#### APPLY WHAT YOU READ
1. Using the passage on ancient milk drinking, answer each question on its own line:
(a) Which intestinal enzyme do the mutations cause the body to produce?
(b) In the case of cheese, where does the lactose end up?
(c) In which journal was the international team's breakthrough reported?
2. Retype everything in the passage on ancient milk drinking from "These mutations cause" down to "and other animals.".

TEXT UNDER STUDY START

Why do humans drink milk? Archaeologists and geneticists have been puzzling over this question since they discovered that the mutations allowing adults to drink milk are under the strongest selection of any in the human genome.
These mutations cause the human body to produce the intestinal enzyme lactase, which digests lactose milk sugar during infancy, long after weaning. This lactase persistence is prevalent only in some populations around the world, such as in Northern Europe.
In most other people of the world, the lactose cannot be properly digested and can cause diarrhea or other symptoms of lactose intolerance resulting from the gases produced by fermentation by the gut bacteria.
Some dairy products, such as yogurt and cheese, have had their lactose content reduced or removed through processing. In the case of cheese, the lactose ends up in the whey, where it is often fed to pigs and other animals.
If it is so easy to remove milk sugars, and the mutation is only required for drinking raw milk or whey, why is it under such strong selection?
An international team of researchers has shed new light on this puzzling question through an unusual source: calcified dental plaque on ancient human teeth.
To understand how, where, and when humans consumed milk products, it is necessary to link evidence of consumption directly to individuals and their livestock. Previous research by archaeologists has used indirect lines of evidence, such a high frequency of adult females in animal herds or milk lipids present on pots, to identify evidence of dairying.
Now a breakthrough by the international team, reported in the journal Scientific Reports, provides the first direct evidence of milk drinking from human dental calculus, a mineralized form of dental plaque.
“The study has far-reaching implications for understanding the relationship between human diet and evolution. Dairy products are a very recent, post-Neolithic dietary innovation, and most of the world’s population is unable to digest lactose, often developing the symptoms of lactose intolerance,” says Christina Warinner, a co-lead author of the study and a researcher in the anthropology department at the University of Oklahoma.

TEXT UNDER STUDY END
DATA TO EXAMINE START

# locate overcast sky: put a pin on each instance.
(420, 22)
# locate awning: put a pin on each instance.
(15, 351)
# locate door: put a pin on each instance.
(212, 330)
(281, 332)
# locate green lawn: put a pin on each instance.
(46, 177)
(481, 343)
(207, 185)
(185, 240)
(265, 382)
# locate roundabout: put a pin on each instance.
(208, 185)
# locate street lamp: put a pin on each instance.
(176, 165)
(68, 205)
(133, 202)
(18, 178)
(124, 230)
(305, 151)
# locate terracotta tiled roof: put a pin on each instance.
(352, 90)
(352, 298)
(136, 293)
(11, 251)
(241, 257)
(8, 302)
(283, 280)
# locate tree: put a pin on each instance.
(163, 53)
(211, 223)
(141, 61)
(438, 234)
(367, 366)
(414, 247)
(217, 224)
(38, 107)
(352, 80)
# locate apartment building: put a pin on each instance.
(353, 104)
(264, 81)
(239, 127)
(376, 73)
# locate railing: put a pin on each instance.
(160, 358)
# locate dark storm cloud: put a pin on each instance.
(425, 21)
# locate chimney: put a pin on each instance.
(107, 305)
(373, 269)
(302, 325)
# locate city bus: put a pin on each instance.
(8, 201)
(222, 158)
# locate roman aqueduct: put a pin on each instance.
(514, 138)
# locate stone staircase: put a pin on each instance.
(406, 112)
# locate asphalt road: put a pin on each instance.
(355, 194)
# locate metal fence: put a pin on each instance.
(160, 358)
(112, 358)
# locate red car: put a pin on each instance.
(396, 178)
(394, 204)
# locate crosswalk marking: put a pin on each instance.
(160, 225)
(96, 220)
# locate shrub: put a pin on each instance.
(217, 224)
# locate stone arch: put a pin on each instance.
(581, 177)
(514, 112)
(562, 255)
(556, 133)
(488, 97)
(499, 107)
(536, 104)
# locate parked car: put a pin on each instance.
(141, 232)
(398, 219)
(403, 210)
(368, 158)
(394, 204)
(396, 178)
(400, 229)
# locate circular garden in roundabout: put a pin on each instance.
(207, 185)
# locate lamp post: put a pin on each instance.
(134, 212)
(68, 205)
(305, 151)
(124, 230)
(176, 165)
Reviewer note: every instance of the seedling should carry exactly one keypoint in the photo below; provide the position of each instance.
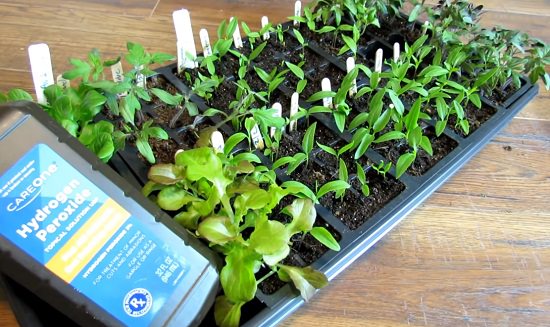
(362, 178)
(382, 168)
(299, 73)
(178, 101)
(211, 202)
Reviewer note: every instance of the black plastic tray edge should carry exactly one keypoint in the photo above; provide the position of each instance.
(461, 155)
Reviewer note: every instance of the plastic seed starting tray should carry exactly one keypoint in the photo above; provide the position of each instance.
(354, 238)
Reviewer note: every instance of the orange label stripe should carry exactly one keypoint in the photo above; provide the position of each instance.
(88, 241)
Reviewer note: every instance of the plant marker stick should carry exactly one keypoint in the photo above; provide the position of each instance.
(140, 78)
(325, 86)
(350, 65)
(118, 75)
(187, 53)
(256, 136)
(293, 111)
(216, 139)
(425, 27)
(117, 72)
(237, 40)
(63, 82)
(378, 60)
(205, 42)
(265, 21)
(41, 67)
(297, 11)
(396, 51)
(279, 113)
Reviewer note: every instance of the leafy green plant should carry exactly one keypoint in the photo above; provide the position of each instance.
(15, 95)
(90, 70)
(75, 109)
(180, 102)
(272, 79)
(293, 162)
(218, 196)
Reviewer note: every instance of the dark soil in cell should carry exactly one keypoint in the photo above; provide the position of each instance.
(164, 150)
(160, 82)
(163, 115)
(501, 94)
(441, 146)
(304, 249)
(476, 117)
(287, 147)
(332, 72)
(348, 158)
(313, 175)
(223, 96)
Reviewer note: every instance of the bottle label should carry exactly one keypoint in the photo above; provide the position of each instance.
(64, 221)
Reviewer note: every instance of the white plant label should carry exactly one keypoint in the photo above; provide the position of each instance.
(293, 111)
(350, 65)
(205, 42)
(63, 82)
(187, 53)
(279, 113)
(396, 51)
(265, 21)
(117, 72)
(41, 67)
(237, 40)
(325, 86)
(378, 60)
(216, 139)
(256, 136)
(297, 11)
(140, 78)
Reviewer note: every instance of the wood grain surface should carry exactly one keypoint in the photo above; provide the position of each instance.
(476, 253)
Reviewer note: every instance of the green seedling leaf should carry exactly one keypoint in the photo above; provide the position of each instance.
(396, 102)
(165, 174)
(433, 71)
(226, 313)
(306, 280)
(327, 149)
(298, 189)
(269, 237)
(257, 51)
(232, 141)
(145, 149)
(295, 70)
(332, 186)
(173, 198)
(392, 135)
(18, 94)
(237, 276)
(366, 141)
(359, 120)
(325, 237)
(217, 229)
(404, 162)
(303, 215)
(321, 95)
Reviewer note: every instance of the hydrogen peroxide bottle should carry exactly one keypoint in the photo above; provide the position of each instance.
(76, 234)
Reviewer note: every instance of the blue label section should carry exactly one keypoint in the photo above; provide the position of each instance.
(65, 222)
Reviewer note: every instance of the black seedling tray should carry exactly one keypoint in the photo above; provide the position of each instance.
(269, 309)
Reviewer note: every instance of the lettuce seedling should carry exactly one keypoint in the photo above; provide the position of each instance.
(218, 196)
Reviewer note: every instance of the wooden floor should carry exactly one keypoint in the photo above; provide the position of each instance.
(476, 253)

DATA TO EXAMINE END
DATA TO EXAMINE START

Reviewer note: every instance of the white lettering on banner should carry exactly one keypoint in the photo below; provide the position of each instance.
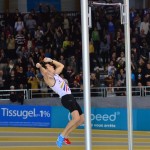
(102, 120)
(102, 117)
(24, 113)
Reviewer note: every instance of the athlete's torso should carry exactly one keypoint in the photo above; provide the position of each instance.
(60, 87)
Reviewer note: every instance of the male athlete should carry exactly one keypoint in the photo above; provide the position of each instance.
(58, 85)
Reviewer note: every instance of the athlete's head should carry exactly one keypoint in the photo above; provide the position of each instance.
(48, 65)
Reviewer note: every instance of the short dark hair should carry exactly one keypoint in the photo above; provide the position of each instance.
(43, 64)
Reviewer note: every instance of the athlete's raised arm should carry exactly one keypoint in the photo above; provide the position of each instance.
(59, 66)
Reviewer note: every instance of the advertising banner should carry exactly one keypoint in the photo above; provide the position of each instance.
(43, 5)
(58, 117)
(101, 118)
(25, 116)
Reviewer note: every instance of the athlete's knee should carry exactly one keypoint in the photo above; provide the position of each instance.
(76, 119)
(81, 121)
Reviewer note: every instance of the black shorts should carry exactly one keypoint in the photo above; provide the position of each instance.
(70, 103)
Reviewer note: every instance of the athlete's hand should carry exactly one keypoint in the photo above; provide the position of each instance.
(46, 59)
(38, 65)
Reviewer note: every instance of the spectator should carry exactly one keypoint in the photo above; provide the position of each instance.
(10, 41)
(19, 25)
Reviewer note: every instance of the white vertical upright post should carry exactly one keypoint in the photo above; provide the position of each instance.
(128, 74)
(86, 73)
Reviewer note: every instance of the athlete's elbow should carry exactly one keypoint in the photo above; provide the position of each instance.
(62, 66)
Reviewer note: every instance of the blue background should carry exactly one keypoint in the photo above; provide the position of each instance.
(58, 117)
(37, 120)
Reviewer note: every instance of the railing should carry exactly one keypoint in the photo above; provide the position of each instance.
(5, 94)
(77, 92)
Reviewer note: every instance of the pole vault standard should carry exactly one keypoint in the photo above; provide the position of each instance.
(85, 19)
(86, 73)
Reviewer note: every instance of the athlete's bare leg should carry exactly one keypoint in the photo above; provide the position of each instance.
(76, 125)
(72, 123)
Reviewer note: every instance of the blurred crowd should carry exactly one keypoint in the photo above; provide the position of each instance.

DATA TO EXAMINE END

#### PER-TASK OUTPUTS
1.
(a) Lactase
(b) In the whey
(c) Scientific Reports

2.
These mutations cause the human body to produce the intestinal enzyme lactase, which digests lactose milk sugar during infancy, long after weaning. This lactase persistence is prevalent only in some populations around the world, such as in Northern Europe.
In most other people of the world, the lactose cannot be properly digested and can cause diarrhea or other symptoms of lactose intolerance resulting from the gases produced by fermentation by the gut bacteria.
Some dairy products, such as yogurt and cheese, have had their lactose content reduced or removed through processing. In the case of cheese, the lactose ends up in the whey, where it is often fed to pigs and other animals.